(Extracted data entries)

──────────────────────────────

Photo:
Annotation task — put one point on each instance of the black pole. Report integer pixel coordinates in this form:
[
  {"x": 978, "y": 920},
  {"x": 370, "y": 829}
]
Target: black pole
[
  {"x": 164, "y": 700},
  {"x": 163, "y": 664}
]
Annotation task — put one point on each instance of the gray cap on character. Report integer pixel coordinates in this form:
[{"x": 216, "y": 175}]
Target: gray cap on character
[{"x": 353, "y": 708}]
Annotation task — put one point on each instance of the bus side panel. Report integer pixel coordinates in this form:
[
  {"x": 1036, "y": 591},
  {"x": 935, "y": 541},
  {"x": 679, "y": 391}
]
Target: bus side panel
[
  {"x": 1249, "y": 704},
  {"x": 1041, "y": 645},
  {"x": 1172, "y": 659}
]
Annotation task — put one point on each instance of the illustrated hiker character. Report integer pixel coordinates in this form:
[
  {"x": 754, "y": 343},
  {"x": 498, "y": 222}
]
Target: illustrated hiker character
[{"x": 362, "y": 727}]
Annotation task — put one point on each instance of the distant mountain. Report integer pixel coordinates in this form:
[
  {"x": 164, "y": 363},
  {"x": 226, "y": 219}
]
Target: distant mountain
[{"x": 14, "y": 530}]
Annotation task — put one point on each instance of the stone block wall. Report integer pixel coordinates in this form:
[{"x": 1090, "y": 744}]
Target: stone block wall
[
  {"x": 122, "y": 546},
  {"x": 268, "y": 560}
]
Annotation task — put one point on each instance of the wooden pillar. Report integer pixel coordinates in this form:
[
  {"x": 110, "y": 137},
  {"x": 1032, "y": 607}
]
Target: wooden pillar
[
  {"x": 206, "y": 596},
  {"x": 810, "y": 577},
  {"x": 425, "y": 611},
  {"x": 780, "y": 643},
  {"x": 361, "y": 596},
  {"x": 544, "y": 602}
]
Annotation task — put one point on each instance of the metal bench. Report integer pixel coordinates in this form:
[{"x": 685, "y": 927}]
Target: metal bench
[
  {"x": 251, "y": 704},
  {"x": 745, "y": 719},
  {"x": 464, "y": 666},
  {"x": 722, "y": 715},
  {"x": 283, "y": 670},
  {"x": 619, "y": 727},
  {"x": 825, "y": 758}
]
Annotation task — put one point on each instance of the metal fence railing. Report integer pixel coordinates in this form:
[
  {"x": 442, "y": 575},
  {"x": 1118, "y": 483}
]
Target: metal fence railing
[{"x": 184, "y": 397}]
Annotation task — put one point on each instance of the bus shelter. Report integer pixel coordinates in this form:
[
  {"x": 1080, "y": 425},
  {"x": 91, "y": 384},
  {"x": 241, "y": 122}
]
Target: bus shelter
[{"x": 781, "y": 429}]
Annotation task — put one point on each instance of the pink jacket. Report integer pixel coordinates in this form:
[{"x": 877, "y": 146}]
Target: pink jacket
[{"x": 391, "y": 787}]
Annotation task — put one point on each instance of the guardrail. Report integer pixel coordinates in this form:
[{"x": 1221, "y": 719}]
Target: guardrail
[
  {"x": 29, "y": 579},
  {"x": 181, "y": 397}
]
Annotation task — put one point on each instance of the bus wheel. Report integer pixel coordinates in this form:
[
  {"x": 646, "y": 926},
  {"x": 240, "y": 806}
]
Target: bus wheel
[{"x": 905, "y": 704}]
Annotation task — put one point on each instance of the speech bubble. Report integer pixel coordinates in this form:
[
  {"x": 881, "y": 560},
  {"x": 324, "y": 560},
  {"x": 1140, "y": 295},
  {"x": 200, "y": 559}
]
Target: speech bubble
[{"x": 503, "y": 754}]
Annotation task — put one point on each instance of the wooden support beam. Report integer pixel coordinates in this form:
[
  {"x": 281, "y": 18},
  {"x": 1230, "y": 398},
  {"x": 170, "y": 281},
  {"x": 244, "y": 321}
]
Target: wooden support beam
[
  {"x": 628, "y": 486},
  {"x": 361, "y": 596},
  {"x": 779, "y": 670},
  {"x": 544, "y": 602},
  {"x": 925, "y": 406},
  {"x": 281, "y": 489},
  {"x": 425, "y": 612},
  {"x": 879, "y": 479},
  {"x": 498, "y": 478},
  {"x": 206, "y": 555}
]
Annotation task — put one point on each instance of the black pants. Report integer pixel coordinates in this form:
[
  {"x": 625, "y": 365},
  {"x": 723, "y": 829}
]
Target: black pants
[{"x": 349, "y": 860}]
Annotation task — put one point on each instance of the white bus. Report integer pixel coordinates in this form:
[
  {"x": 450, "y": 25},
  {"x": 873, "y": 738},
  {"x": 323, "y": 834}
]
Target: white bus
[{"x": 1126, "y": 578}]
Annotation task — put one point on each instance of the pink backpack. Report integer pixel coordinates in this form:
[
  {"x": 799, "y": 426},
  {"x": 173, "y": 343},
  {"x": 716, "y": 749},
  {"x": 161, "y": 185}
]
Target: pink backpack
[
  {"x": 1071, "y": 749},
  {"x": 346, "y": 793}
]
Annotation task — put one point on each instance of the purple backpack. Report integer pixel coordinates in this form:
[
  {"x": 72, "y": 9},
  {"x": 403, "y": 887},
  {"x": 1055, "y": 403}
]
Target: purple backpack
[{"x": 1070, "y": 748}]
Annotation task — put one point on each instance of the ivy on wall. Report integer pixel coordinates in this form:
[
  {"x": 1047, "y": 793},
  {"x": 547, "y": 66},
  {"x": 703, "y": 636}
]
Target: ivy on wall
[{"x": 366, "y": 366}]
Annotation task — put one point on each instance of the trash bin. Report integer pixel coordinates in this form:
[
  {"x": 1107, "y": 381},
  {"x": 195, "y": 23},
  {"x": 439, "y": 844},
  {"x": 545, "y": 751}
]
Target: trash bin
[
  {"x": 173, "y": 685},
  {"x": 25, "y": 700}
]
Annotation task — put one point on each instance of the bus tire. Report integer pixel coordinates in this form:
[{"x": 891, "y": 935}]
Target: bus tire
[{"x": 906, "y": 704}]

──────────────────────────────

--- PROMPT ---
Each record above should be reproduced in full, exactly as it stands.

--- YOUR RESPONSE ---
Photo:
Annotation task — put one point on each instance of the black pole. Report integer pixel coordinates in this form:
[
  {"x": 978, "y": 920},
  {"x": 370, "y": 829}
]
Target: black pole
[
  {"x": 164, "y": 700},
  {"x": 163, "y": 664}
]
Annotation task — put one point on each instance of the gray cap on character. Report integer pixel coordinates in this form:
[{"x": 216, "y": 175}]
Target: gray cap on character
[{"x": 353, "y": 708}]
Annotation task — put one point on each instance of the bus side panel. Report integer pixel coordinates in this form:
[
  {"x": 1036, "y": 591},
  {"x": 935, "y": 541},
  {"x": 679, "y": 391}
]
Target: bus side panel
[
  {"x": 1249, "y": 704},
  {"x": 1041, "y": 645},
  {"x": 1172, "y": 659}
]
Annotation task — put one point on each instance of the illustrated hiker character. Report integer pixel coordinates in this form:
[
  {"x": 754, "y": 343},
  {"x": 498, "y": 222}
]
Target: illustrated hiker character
[{"x": 362, "y": 727}]
Annotation task — put one point on each instance of the distant mountain. Report integer pixel coordinates in this form:
[
  {"x": 164, "y": 363},
  {"x": 226, "y": 219}
]
Target: distant mountain
[{"x": 14, "y": 530}]
Annotation task — put one point on each instance of the stone block wall. Report integer pixel coordinates in this form:
[{"x": 1090, "y": 744}]
Target: stone block wall
[
  {"x": 122, "y": 546},
  {"x": 268, "y": 560}
]
Annotation task — put one point on each instance of the wooden pillar. Report integer pixel coordinates in this form:
[
  {"x": 110, "y": 137},
  {"x": 1032, "y": 607}
]
Target: wooden pillar
[
  {"x": 206, "y": 596},
  {"x": 810, "y": 577},
  {"x": 425, "y": 611},
  {"x": 780, "y": 643},
  {"x": 361, "y": 596},
  {"x": 544, "y": 602}
]
Annotation task — put one point on each instance of the metal bench. Report integer pixel coordinates in this form:
[{"x": 685, "y": 927}]
Target: metal bench
[
  {"x": 251, "y": 704},
  {"x": 745, "y": 719},
  {"x": 464, "y": 666},
  {"x": 722, "y": 715},
  {"x": 283, "y": 670},
  {"x": 619, "y": 727},
  {"x": 825, "y": 758}
]
Annotation task — put one point on each instance of the metal fence railing. Report integer pixel coordinates in this form:
[
  {"x": 442, "y": 575},
  {"x": 1118, "y": 483}
]
Target: metal fence railing
[{"x": 184, "y": 397}]
Annotation task — put one point on each instance of the bus shelter. Report integer pixel coordinates in this form:
[
  {"x": 1080, "y": 425},
  {"x": 91, "y": 384},
  {"x": 241, "y": 122}
]
Target: bus shelter
[{"x": 781, "y": 429}]
Annotation task — put one point on each instance of the pink jacket. Report integer pixel coordinates in this form:
[{"x": 877, "y": 146}]
Target: pink jacket
[{"x": 391, "y": 787}]
Annotation task — put one point on each instance of the guardrail. Report integer pixel coordinates in this form:
[{"x": 1221, "y": 719}]
Target: guardrail
[
  {"x": 29, "y": 579},
  {"x": 181, "y": 397}
]
Annotation task — put one point on each instance of the bus wheel. Report integer pixel coordinates in this form:
[
  {"x": 646, "y": 926},
  {"x": 240, "y": 806}
]
Target: bus wheel
[{"x": 905, "y": 704}]
Annotation task — put one point on each instance of the speech bubble. Report integer pixel coordinates in this form:
[
  {"x": 881, "y": 560},
  {"x": 324, "y": 560},
  {"x": 1140, "y": 295},
  {"x": 200, "y": 559}
]
Target: speech bubble
[{"x": 503, "y": 754}]
Annotation task — put one point on each instance of the wooden support beam. Report integer pixel coordinates in this form:
[
  {"x": 281, "y": 18},
  {"x": 1230, "y": 398},
  {"x": 170, "y": 281},
  {"x": 244, "y": 321}
]
Target: wooden support beam
[
  {"x": 628, "y": 486},
  {"x": 361, "y": 596},
  {"x": 779, "y": 670},
  {"x": 544, "y": 602},
  {"x": 925, "y": 406},
  {"x": 281, "y": 489},
  {"x": 425, "y": 612},
  {"x": 879, "y": 479},
  {"x": 498, "y": 478},
  {"x": 206, "y": 555}
]
Annotation task — put one point on each instance of the black pants. Report integer pixel coordinates in this form:
[
  {"x": 625, "y": 365},
  {"x": 723, "y": 829}
]
Target: black pants
[{"x": 349, "y": 860}]
Annotation task — put one point on each instance of the white bus. Report integer pixel coordinates in this form:
[
  {"x": 450, "y": 25},
  {"x": 873, "y": 738},
  {"x": 323, "y": 834}
]
Target: white bus
[{"x": 1126, "y": 578}]
Annotation task — put one point on each instance of the pink backpack. Report integer pixel coordinates in this form:
[
  {"x": 799, "y": 426},
  {"x": 173, "y": 343},
  {"x": 716, "y": 749},
  {"x": 161, "y": 185}
]
Target: pink backpack
[
  {"x": 1071, "y": 749},
  {"x": 346, "y": 793}
]
Annotation task — put one point on each instance of the purple backpack. Report integer pixel coordinates in this form:
[
  {"x": 72, "y": 9},
  {"x": 403, "y": 887},
  {"x": 1055, "y": 403}
]
Target: purple backpack
[{"x": 1070, "y": 748}]
Annotation task — put one point on each instance of the ivy on wall. Report integer pixel coordinates in this form:
[
  {"x": 1047, "y": 793},
  {"x": 547, "y": 66},
  {"x": 703, "y": 636}
]
Target: ivy on wall
[{"x": 366, "y": 366}]
Annotation task — put one point on each instance of the trash bin. Report integer pixel coordinates in this form:
[
  {"x": 1107, "y": 381},
  {"x": 195, "y": 23},
  {"x": 439, "y": 844},
  {"x": 545, "y": 751}
]
Target: trash bin
[
  {"x": 173, "y": 685},
  {"x": 25, "y": 700}
]
Annotation task — put one point on each instance of the bus tire. Report integer pixel coordinates in this form:
[{"x": 891, "y": 935}]
Target: bus tire
[{"x": 906, "y": 704}]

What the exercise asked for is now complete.